[EXTRACTED TEXT — start]

Past updates
If you ever had a Livejournal account, or if you're still active on Dreamwidth, you'll recognize the title of this week's letter as a long-standing LJ/DW meme. When you want to communicate but aren't seized by the Muse, five things make a post.
My favorite musical artist and limerence object, Hozier, has graced us with new music: a deluxe version of his second album, Wasteland, Baby! on the fifth anniversary of its release. It includes several songs released on EP and two entirely new songs; here's the album version and here's the new acoustic version. While the deluxe album seems to be available only on vinyl at the moment, I hope it will eventually come out in CD format, too. It's hard to overestimate the importance Hozier and his music have had for me over the last ten years; they have consistently and richly fed my soul life.
I'm currently in the endnotes of Joy Harjo's Weaving Sundown in a Scarlet Light: 50 Poems for 50 Years. I think it was a Facebook sharing of one of her poems that first got me onto Harjo, although I had heard of her before that. From reading her poetry I went on to read several anthologies of Native poets that she edited or co-edited, covering indigenous peoples from all over North America and including Hawai'i. I highly recommend her work if you haven't read her before.

[EXTRACTED TEXT — finish]

▸ WHAT YOU SHOULD DO
In the newsletter about five things, copy everything from "My favorite musical" down to "my soul life." word for word. The listing that comes next bears no relation to the newsletter text.

[DATA EXTRACTS — start]

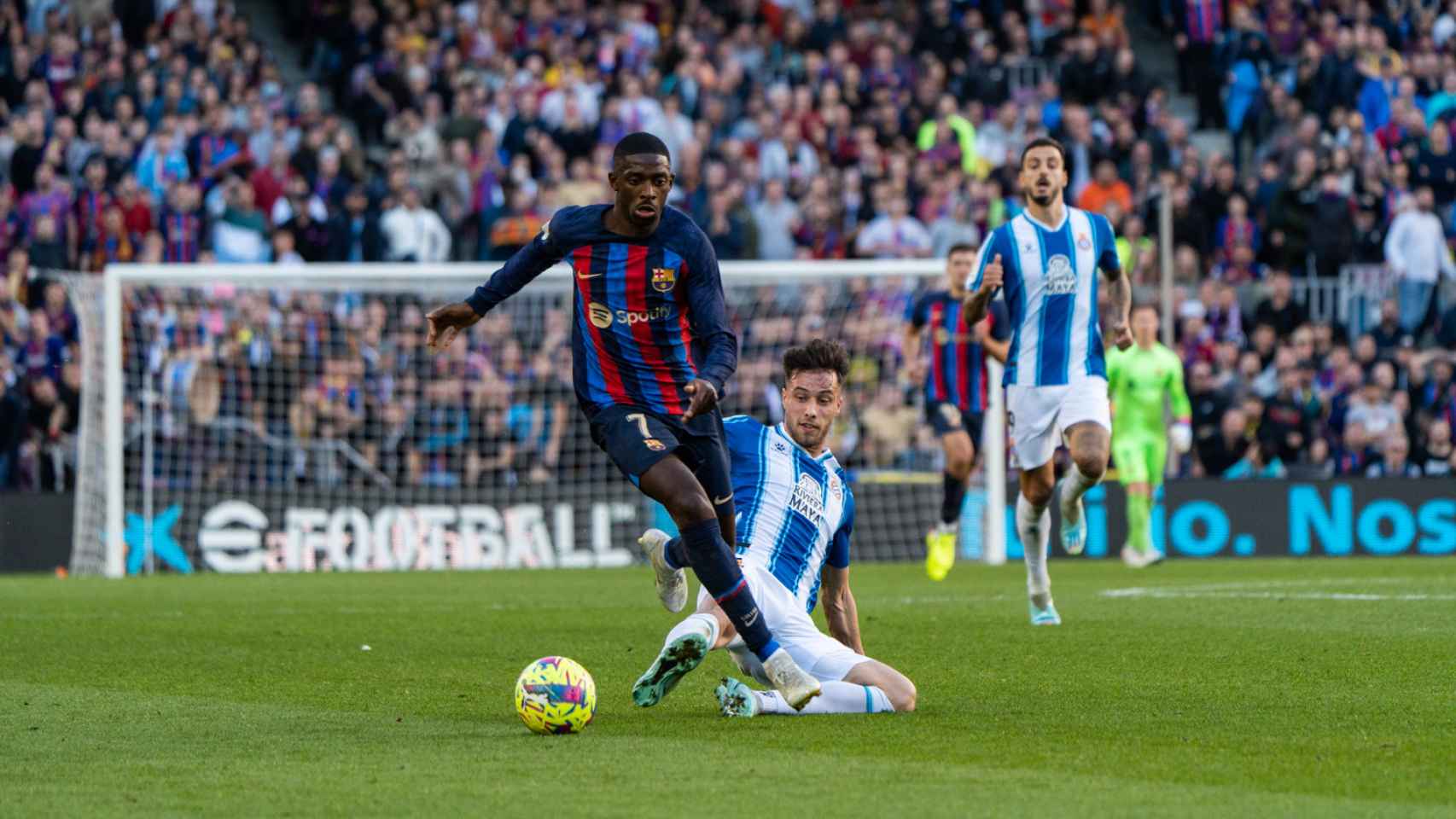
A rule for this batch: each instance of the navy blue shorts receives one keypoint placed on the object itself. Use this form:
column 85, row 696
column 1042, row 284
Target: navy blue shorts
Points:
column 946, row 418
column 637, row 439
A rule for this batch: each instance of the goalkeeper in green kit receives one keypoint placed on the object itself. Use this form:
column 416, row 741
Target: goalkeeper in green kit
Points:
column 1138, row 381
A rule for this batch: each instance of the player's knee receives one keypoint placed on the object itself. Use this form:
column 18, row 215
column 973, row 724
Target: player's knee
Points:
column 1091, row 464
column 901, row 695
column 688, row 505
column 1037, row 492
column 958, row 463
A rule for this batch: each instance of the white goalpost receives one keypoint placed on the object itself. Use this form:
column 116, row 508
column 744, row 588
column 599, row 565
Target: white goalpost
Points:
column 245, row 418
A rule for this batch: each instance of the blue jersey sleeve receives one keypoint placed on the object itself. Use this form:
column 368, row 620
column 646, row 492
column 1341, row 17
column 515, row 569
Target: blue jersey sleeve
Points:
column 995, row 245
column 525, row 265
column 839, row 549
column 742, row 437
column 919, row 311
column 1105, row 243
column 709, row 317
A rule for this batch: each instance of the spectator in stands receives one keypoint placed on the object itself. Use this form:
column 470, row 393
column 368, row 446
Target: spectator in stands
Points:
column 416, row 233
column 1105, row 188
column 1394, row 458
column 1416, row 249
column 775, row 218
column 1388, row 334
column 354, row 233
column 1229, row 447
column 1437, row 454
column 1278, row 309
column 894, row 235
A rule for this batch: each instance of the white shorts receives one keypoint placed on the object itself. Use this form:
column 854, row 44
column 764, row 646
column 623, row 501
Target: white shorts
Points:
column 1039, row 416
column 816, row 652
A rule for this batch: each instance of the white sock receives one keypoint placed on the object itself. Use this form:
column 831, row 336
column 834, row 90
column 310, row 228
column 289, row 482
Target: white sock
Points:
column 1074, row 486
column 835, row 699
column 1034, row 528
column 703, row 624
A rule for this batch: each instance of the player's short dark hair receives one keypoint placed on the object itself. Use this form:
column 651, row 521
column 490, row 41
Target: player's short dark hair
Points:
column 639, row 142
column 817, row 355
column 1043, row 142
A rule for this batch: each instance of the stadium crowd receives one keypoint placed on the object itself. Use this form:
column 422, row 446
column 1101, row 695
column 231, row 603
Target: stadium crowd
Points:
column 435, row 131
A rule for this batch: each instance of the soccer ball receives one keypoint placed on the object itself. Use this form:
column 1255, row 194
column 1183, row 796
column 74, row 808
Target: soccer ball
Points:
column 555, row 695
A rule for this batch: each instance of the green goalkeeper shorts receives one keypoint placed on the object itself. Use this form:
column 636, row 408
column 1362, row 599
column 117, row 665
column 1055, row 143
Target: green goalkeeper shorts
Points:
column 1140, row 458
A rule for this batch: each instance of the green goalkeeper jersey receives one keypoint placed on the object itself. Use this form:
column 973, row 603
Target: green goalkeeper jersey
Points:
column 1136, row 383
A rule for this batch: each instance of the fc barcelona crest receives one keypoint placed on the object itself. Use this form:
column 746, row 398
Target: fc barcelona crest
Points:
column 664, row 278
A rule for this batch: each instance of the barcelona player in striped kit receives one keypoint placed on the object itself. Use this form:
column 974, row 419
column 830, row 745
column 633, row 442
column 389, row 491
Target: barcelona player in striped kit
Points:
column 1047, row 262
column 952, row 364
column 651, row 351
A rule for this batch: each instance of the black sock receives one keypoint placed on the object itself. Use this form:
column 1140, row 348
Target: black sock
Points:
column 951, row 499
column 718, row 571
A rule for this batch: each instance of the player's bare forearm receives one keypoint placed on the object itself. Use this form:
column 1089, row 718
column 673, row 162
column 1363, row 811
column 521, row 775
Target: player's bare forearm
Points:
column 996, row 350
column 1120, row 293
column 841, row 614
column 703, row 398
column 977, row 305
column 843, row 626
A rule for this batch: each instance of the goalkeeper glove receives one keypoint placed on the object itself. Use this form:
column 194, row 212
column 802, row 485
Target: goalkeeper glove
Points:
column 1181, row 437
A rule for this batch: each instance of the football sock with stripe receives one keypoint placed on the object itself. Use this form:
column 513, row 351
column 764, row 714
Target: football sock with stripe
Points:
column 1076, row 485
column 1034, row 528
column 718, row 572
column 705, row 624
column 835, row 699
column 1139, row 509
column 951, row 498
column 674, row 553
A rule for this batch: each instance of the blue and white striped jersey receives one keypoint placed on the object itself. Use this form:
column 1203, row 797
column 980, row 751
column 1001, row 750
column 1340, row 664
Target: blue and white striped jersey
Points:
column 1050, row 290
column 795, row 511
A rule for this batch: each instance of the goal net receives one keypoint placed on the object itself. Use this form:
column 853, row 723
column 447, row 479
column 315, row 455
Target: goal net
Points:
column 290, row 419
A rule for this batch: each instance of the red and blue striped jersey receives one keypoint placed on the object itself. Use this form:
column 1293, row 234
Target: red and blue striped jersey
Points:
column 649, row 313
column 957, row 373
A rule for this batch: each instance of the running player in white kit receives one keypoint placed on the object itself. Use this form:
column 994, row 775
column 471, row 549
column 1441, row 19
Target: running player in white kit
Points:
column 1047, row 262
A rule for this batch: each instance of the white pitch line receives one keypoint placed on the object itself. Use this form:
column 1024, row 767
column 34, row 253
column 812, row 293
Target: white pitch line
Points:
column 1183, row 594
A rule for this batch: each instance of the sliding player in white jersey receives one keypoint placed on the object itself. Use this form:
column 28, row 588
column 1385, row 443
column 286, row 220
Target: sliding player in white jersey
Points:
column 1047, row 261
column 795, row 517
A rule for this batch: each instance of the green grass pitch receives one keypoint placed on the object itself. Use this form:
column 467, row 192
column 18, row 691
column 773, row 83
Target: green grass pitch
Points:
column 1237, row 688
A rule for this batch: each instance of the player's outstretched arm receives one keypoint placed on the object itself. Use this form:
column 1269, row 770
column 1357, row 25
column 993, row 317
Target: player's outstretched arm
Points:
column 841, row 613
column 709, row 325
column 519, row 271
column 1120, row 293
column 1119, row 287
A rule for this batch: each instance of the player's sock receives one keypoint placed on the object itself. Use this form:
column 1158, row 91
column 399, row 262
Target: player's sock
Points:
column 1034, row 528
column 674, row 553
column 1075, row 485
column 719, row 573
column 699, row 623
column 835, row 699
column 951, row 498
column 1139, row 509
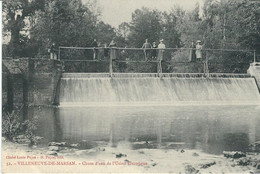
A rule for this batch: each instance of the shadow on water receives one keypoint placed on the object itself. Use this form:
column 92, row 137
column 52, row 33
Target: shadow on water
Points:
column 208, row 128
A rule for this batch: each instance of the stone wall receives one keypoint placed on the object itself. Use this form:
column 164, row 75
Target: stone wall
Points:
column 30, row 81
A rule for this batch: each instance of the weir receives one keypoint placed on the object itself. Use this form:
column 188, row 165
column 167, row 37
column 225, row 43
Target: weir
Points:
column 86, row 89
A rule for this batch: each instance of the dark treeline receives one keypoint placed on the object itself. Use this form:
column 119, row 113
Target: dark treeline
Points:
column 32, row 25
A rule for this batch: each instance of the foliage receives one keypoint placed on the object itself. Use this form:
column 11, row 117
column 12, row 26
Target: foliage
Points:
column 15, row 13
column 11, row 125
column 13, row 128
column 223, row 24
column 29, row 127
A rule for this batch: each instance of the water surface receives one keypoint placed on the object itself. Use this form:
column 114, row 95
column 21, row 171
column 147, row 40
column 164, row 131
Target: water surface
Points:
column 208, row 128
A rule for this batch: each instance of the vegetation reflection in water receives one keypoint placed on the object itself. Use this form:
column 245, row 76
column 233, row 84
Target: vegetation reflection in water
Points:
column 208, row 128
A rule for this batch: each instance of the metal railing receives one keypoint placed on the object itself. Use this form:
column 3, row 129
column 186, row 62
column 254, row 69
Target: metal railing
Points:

[DATA EXTRACTS — finish]

▸ YOUR RESPONSE
My favorite musical artist and limerence object, Hozier, has graced us with new music: a deluxe version of his second album, Wasteland, Baby! on the fifth anniversary of its release. It includes several songs released on EP and two entirely new songs; here's the album version and here's the new acoustic version. While the deluxe album seems to be available only on vinyl at the moment, I hope it will eventually come out in CD format, too. It's hard to overestimate the importance Hozier and his music have had for me over the last ten years; they have consistently and richly fed my soul life.